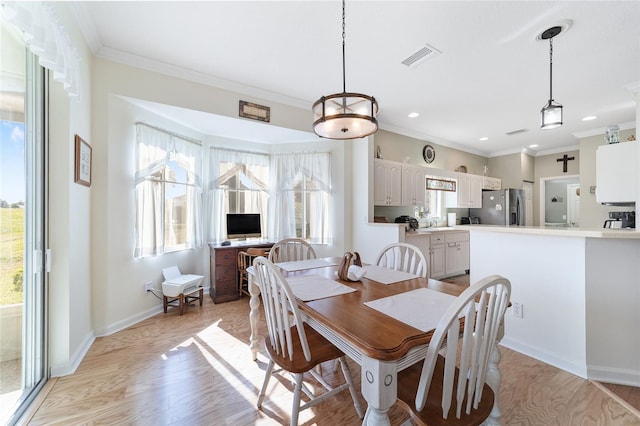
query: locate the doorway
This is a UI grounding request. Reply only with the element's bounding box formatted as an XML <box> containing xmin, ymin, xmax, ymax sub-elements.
<box><xmin>540</xmin><ymin>175</ymin><xmax>580</xmax><ymax>227</ymax></box>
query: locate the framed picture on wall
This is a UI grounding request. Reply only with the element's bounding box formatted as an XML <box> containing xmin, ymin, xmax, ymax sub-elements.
<box><xmin>73</xmin><ymin>135</ymin><xmax>91</xmax><ymax>186</ymax></box>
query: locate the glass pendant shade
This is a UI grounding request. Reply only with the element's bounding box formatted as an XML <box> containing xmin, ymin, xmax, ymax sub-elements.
<box><xmin>540</xmin><ymin>99</ymin><xmax>562</xmax><ymax>130</ymax></box>
<box><xmin>312</xmin><ymin>92</ymin><xmax>378</xmax><ymax>139</ymax></box>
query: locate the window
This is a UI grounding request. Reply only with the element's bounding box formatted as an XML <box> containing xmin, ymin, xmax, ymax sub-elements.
<box><xmin>135</xmin><ymin>123</ymin><xmax>202</xmax><ymax>257</ymax></box>
<box><xmin>207</xmin><ymin>148</ymin><xmax>269</xmax><ymax>241</ymax></box>
<box><xmin>269</xmin><ymin>153</ymin><xmax>331</xmax><ymax>244</ymax></box>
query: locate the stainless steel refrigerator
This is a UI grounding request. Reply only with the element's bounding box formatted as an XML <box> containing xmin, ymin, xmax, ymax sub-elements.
<box><xmin>469</xmin><ymin>188</ymin><xmax>526</xmax><ymax>226</ymax></box>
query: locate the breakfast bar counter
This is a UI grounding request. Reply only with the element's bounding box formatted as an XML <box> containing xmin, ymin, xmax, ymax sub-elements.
<box><xmin>455</xmin><ymin>225</ymin><xmax>640</xmax><ymax>386</ymax></box>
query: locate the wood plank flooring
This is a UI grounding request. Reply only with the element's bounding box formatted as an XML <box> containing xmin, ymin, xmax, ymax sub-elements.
<box><xmin>23</xmin><ymin>297</ymin><xmax>640</xmax><ymax>426</ymax></box>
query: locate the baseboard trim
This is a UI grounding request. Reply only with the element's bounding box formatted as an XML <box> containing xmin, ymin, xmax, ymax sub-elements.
<box><xmin>500</xmin><ymin>337</ymin><xmax>587</xmax><ymax>379</ymax></box>
<box><xmin>95</xmin><ymin>305</ymin><xmax>163</xmax><ymax>337</ymax></box>
<box><xmin>50</xmin><ymin>332</ymin><xmax>96</xmax><ymax>377</ymax></box>
<box><xmin>587</xmin><ymin>365</ymin><xmax>640</xmax><ymax>387</ymax></box>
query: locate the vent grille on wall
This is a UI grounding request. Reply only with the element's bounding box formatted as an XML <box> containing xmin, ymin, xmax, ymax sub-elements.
<box><xmin>402</xmin><ymin>44</ymin><xmax>441</xmax><ymax>68</ymax></box>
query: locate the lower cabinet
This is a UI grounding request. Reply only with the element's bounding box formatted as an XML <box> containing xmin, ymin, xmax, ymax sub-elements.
<box><xmin>429</xmin><ymin>238</ymin><xmax>446</xmax><ymax>278</ymax></box>
<box><xmin>405</xmin><ymin>231</ymin><xmax>469</xmax><ymax>279</ymax></box>
<box><xmin>444</xmin><ymin>232</ymin><xmax>469</xmax><ymax>276</ymax></box>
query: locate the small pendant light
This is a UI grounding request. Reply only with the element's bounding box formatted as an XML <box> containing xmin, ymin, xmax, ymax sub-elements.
<box><xmin>540</xmin><ymin>26</ymin><xmax>562</xmax><ymax>130</ymax></box>
<box><xmin>312</xmin><ymin>0</ymin><xmax>378</xmax><ymax>140</ymax></box>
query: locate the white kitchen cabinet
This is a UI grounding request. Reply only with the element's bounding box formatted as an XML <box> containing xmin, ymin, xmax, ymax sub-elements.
<box><xmin>402</xmin><ymin>164</ymin><xmax>427</xmax><ymax>206</ymax></box>
<box><xmin>404</xmin><ymin>233</ymin><xmax>431</xmax><ymax>277</ymax></box>
<box><xmin>445</xmin><ymin>232</ymin><xmax>469</xmax><ymax>276</ymax></box>
<box><xmin>596</xmin><ymin>142</ymin><xmax>638</xmax><ymax>203</ymax></box>
<box><xmin>456</xmin><ymin>173</ymin><xmax>482</xmax><ymax>208</ymax></box>
<box><xmin>482</xmin><ymin>176</ymin><xmax>502</xmax><ymax>191</ymax></box>
<box><xmin>373</xmin><ymin>158</ymin><xmax>402</xmax><ymax>206</ymax></box>
<box><xmin>424</xmin><ymin>231</ymin><xmax>470</xmax><ymax>279</ymax></box>
<box><xmin>429</xmin><ymin>233</ymin><xmax>446</xmax><ymax>278</ymax></box>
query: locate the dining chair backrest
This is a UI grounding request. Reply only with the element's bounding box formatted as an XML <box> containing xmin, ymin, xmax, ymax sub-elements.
<box><xmin>269</xmin><ymin>238</ymin><xmax>317</xmax><ymax>263</ymax></box>
<box><xmin>376</xmin><ymin>243</ymin><xmax>428</xmax><ymax>278</ymax></box>
<box><xmin>253</xmin><ymin>257</ymin><xmax>311</xmax><ymax>361</ymax></box>
<box><xmin>415</xmin><ymin>275</ymin><xmax>511</xmax><ymax>419</ymax></box>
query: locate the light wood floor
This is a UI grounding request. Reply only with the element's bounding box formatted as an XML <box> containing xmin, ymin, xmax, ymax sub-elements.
<box><xmin>24</xmin><ymin>297</ymin><xmax>640</xmax><ymax>426</ymax></box>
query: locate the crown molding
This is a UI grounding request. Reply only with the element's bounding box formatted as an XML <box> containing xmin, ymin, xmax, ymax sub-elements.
<box><xmin>69</xmin><ymin>1</ymin><xmax>102</xmax><ymax>55</ymax></box>
<box><xmin>535</xmin><ymin>145</ymin><xmax>580</xmax><ymax>157</ymax></box>
<box><xmin>573</xmin><ymin>121</ymin><xmax>636</xmax><ymax>139</ymax></box>
<box><xmin>96</xmin><ymin>47</ymin><xmax>312</xmax><ymax>111</ymax></box>
<box><xmin>378</xmin><ymin>122</ymin><xmax>488</xmax><ymax>157</ymax></box>
<box><xmin>624</xmin><ymin>81</ymin><xmax>640</xmax><ymax>96</ymax></box>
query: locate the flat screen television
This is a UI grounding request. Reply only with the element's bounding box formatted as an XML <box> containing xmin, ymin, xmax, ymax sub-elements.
<box><xmin>227</xmin><ymin>213</ymin><xmax>262</xmax><ymax>240</ymax></box>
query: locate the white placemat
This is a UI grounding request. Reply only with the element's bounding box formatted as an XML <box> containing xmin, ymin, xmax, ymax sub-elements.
<box><xmin>364</xmin><ymin>265</ymin><xmax>418</xmax><ymax>284</ymax></box>
<box><xmin>275</xmin><ymin>259</ymin><xmax>337</xmax><ymax>272</ymax></box>
<box><xmin>365</xmin><ymin>288</ymin><xmax>456</xmax><ymax>331</ymax></box>
<box><xmin>287</xmin><ymin>274</ymin><xmax>357</xmax><ymax>302</ymax></box>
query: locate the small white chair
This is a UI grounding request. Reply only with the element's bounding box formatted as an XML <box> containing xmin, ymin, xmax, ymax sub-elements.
<box><xmin>269</xmin><ymin>238</ymin><xmax>317</xmax><ymax>263</ymax></box>
<box><xmin>162</xmin><ymin>266</ymin><xmax>204</xmax><ymax>315</ymax></box>
<box><xmin>376</xmin><ymin>243</ymin><xmax>428</xmax><ymax>278</ymax></box>
<box><xmin>398</xmin><ymin>275</ymin><xmax>511</xmax><ymax>425</ymax></box>
<box><xmin>253</xmin><ymin>257</ymin><xmax>363</xmax><ymax>426</ymax></box>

__________________________________________________

# CONSIGNE DONNÉE
Réécrivez, s'il vous plaît, les lignes allant de celle qui contient « query: locate the small white chair » jusqu'à la fin des lignes, bornes comprises, en remplaçant « white » par « black » sans rien modifier d'autre.

# RÉPONSE ATTENDUE
query: locate the small black chair
This is a UI grounding request. Reply only with the element's bounding box formatted as an XML <box> containing xmin, ymin, xmax, ymax sub-elements.
<box><xmin>269</xmin><ymin>238</ymin><xmax>317</xmax><ymax>263</ymax></box>
<box><xmin>162</xmin><ymin>266</ymin><xmax>204</xmax><ymax>315</ymax></box>
<box><xmin>376</xmin><ymin>243</ymin><xmax>428</xmax><ymax>278</ymax></box>
<box><xmin>398</xmin><ymin>275</ymin><xmax>511</xmax><ymax>425</ymax></box>
<box><xmin>253</xmin><ymin>257</ymin><xmax>363</xmax><ymax>426</ymax></box>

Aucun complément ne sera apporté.